▸ Provided data:
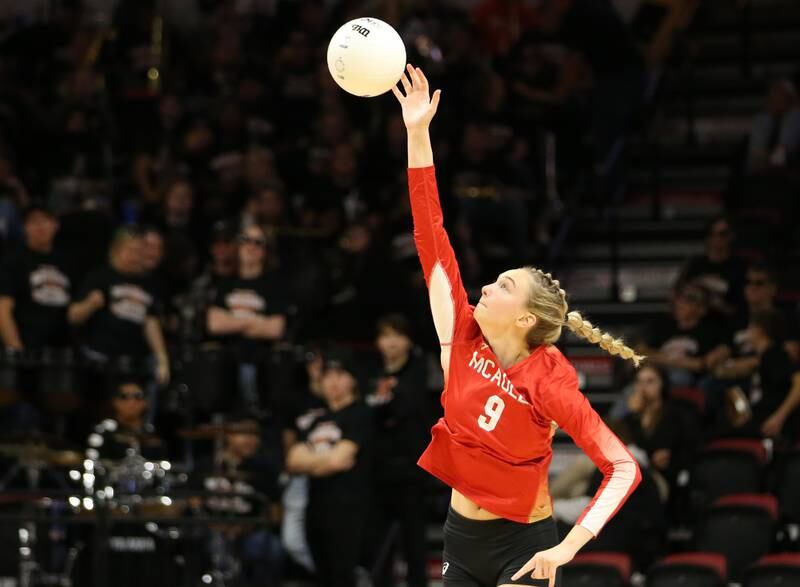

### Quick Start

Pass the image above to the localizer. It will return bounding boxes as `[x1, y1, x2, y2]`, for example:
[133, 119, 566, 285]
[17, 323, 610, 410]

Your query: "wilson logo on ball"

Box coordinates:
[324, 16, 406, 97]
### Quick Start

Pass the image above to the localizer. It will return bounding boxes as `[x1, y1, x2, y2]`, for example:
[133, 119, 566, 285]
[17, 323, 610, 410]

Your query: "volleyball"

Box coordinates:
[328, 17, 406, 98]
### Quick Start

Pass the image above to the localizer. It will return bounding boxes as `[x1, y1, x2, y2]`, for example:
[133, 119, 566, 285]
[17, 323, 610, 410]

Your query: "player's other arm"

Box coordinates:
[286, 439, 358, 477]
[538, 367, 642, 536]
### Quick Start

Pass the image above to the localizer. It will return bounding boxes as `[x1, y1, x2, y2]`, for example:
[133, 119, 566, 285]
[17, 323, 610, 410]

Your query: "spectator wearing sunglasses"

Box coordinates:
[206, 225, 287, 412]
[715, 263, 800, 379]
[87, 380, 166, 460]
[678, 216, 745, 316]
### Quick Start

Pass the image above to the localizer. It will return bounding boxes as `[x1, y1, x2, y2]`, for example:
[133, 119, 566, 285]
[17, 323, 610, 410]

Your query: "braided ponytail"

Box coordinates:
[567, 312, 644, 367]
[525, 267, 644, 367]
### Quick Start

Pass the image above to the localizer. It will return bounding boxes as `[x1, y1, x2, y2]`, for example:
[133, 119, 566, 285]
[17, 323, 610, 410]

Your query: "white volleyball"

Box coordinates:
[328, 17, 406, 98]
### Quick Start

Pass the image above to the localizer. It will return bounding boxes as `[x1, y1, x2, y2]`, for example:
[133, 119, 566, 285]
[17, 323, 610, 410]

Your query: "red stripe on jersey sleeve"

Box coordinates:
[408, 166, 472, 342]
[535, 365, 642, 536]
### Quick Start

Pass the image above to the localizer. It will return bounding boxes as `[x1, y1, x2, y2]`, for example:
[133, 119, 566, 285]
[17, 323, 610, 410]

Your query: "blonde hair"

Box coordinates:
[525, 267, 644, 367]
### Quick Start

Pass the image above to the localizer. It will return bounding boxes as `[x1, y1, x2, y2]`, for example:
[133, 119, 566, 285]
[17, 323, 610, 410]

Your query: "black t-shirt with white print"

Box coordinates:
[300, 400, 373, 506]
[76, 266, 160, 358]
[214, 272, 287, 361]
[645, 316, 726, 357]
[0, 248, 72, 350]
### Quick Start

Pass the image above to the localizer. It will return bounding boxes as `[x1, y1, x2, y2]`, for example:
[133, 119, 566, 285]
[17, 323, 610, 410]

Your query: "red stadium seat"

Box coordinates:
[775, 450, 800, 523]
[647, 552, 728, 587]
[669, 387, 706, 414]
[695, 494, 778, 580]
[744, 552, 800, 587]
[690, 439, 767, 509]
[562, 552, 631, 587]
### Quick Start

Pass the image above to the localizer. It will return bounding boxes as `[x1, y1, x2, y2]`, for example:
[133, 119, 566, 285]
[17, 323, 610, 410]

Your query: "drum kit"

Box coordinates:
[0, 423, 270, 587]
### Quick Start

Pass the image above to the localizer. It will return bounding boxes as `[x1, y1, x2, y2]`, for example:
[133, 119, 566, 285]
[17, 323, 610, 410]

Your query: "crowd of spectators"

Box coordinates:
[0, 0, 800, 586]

...

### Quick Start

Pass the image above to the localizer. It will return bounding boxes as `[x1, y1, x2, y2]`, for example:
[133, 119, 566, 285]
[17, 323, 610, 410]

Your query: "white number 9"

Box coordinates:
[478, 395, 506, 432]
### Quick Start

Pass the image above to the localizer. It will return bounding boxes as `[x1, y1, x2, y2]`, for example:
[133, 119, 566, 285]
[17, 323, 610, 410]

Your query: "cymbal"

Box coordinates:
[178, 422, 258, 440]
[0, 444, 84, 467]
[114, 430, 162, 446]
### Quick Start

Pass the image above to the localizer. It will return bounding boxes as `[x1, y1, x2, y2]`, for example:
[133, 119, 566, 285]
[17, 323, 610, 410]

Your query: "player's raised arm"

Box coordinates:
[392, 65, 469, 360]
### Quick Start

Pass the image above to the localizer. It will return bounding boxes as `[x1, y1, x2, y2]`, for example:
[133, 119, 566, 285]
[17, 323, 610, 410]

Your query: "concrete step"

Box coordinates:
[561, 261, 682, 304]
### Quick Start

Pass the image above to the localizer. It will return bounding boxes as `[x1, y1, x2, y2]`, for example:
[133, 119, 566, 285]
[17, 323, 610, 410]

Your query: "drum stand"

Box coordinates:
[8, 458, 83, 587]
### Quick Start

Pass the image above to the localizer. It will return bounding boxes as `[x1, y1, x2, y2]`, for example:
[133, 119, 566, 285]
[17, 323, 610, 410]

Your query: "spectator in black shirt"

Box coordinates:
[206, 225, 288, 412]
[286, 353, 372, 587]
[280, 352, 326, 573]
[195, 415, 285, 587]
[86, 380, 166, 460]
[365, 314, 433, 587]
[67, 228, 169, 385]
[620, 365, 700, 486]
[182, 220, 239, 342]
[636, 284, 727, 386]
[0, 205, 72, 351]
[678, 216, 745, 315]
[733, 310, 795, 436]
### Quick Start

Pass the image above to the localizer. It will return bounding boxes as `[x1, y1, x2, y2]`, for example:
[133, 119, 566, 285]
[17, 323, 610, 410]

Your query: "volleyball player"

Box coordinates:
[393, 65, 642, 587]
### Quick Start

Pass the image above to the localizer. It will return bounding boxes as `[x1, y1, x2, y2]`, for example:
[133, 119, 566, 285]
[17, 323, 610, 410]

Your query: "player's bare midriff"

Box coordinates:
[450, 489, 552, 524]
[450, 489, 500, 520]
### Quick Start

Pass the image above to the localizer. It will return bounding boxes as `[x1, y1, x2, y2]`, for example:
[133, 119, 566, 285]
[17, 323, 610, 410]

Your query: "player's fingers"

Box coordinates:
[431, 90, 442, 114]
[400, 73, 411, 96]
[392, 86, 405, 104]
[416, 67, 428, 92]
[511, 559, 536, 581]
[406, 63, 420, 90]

▸ Description of the task: Copy out every line in the records that contains the string "white". The match is case-sensitive.

▸ Finished exercise:
Your query: "white volleyball"
Your query: "black t-shirt with white print"
Your query: "white number 9"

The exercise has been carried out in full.